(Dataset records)
╔══

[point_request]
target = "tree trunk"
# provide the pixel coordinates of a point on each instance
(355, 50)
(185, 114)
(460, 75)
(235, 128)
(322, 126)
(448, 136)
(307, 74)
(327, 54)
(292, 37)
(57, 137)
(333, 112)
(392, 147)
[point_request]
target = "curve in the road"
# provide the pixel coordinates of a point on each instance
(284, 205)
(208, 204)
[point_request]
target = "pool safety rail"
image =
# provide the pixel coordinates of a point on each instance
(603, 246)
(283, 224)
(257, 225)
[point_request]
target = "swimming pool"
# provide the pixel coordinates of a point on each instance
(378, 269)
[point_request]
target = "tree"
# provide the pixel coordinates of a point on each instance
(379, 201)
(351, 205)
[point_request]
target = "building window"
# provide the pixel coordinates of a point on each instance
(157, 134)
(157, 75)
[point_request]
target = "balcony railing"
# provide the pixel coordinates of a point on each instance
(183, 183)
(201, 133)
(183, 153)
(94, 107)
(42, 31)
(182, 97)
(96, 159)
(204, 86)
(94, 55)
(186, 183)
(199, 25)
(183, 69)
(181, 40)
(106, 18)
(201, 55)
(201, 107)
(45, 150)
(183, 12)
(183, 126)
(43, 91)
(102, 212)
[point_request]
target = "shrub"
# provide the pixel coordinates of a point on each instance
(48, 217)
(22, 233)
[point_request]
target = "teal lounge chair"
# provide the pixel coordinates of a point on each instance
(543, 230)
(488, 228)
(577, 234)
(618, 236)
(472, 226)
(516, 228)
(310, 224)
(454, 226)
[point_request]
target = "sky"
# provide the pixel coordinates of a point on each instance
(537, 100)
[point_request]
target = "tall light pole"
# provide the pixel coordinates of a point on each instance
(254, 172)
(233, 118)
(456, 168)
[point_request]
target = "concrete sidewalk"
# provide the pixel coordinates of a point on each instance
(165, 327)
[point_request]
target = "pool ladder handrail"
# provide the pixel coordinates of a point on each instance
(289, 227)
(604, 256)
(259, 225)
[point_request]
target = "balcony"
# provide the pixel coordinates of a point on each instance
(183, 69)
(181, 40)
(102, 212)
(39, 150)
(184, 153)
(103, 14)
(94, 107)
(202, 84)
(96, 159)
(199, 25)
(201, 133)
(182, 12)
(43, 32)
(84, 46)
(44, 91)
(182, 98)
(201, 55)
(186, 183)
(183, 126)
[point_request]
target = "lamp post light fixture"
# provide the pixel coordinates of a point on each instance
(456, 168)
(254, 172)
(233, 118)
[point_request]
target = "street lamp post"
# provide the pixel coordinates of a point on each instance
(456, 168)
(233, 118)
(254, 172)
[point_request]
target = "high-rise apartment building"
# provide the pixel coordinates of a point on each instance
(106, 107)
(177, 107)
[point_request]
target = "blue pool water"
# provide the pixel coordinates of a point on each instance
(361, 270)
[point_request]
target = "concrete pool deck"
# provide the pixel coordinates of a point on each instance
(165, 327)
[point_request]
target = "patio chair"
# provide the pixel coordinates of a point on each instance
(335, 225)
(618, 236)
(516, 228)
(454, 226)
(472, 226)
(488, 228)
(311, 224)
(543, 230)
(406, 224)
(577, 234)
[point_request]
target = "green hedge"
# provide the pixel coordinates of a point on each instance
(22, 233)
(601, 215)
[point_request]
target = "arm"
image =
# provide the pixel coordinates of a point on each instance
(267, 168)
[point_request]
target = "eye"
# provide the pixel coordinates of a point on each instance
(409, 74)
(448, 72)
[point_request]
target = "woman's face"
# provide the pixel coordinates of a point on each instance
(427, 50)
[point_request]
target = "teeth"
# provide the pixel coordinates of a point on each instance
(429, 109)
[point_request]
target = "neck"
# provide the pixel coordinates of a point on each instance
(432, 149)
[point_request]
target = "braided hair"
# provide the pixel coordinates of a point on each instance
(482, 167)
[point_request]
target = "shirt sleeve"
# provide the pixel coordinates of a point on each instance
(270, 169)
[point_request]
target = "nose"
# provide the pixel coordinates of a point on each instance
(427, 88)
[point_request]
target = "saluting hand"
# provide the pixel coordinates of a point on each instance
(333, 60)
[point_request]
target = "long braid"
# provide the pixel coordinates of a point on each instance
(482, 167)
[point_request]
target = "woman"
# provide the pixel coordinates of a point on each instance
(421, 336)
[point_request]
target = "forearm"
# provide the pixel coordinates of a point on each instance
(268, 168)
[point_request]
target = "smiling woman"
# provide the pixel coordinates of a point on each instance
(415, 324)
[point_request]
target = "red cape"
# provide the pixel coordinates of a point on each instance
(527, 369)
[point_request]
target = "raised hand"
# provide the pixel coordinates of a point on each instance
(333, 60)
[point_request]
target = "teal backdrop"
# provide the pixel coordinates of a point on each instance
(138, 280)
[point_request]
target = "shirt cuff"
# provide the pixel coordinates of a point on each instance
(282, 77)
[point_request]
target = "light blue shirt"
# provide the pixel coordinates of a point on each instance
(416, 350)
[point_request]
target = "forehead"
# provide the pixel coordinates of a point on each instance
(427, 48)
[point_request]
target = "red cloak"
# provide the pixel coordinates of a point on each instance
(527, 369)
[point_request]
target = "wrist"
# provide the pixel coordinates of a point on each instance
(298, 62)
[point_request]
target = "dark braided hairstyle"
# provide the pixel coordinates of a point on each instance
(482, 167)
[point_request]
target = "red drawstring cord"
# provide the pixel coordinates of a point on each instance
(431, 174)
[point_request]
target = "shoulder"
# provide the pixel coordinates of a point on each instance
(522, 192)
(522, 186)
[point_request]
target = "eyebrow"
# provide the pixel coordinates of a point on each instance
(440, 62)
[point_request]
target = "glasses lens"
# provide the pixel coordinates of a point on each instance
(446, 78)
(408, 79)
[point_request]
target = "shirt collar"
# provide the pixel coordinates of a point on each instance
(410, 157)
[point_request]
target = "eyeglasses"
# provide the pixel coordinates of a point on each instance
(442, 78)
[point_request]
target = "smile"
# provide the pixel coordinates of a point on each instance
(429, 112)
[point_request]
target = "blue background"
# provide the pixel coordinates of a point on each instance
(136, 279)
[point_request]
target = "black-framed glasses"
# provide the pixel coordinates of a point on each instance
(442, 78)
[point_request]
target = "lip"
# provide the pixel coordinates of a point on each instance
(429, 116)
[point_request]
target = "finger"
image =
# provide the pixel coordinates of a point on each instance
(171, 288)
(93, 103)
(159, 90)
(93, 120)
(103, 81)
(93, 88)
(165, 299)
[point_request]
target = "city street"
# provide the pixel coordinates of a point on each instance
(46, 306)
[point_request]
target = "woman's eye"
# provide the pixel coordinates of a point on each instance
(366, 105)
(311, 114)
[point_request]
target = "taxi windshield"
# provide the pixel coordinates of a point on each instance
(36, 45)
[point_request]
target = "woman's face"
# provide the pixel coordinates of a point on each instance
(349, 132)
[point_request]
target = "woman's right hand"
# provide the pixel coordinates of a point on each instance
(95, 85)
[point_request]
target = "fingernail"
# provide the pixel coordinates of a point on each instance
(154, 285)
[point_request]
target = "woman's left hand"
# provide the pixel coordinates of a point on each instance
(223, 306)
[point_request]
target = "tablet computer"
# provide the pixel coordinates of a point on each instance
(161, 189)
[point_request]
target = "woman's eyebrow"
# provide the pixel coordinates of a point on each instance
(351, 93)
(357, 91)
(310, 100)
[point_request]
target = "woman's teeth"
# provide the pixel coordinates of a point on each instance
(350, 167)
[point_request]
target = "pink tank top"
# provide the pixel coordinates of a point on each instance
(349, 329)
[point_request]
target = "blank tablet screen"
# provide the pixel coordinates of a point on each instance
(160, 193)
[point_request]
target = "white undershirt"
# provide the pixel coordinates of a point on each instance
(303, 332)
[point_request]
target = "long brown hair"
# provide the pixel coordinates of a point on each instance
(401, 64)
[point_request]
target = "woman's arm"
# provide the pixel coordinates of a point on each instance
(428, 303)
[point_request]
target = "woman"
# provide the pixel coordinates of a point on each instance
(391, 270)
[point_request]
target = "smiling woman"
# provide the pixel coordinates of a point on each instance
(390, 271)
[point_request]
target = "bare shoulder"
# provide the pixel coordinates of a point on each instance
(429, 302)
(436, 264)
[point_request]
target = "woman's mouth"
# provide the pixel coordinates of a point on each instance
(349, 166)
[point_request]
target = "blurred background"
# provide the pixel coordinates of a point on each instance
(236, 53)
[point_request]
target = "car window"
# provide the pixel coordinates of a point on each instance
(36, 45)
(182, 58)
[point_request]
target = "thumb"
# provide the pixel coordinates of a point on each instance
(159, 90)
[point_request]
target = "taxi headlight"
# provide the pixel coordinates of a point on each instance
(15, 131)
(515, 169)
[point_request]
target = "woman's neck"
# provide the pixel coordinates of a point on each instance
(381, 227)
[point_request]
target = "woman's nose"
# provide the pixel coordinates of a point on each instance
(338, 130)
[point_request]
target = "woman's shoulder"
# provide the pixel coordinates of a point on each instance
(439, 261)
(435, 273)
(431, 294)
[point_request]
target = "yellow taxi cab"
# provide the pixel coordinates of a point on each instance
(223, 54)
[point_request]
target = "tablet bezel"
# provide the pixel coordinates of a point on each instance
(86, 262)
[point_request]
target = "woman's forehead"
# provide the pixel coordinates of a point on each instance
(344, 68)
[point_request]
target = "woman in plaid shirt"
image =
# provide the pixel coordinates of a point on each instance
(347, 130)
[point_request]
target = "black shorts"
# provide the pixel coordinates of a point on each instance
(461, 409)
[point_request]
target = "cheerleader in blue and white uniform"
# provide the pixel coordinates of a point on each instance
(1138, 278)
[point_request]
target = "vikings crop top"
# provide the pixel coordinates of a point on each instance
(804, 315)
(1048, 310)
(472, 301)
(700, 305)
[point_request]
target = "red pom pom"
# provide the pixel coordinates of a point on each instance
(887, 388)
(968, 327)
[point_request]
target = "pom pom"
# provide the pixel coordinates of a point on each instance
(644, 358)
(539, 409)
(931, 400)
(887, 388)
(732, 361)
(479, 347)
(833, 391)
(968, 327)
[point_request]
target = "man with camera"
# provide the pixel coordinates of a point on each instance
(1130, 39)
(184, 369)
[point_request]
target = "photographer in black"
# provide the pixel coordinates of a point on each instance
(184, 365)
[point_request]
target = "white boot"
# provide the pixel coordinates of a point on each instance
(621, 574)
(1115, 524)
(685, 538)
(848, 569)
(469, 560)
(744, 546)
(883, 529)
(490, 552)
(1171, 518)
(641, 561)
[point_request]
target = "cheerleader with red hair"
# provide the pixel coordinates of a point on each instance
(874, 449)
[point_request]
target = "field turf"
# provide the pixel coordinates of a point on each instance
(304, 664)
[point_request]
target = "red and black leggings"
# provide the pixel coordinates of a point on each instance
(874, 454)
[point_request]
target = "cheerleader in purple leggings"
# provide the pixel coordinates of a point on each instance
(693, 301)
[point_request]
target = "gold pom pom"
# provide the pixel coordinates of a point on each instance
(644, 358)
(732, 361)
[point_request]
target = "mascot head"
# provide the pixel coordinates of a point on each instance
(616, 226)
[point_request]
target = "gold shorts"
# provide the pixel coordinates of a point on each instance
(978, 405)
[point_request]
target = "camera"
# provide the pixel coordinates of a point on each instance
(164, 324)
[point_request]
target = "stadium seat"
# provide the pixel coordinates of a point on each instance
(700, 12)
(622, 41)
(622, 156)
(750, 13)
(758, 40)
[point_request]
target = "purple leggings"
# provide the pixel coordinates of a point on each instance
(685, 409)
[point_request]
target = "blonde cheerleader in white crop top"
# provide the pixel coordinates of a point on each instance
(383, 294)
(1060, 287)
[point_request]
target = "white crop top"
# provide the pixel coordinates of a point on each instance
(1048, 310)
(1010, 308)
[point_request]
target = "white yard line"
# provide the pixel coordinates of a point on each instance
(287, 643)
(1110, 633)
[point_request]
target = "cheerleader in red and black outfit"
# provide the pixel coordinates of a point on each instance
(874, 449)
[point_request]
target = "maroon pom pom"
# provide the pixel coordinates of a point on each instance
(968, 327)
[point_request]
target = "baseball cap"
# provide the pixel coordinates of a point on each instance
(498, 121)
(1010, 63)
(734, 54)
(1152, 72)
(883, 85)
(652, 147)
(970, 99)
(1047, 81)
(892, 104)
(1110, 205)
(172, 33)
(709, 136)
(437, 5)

╚══

■ **Aim of the exercise**:
Count the lines in the records above that contain the string "teal", matching case exactly, and give only that number.

■ **Task answer**:
2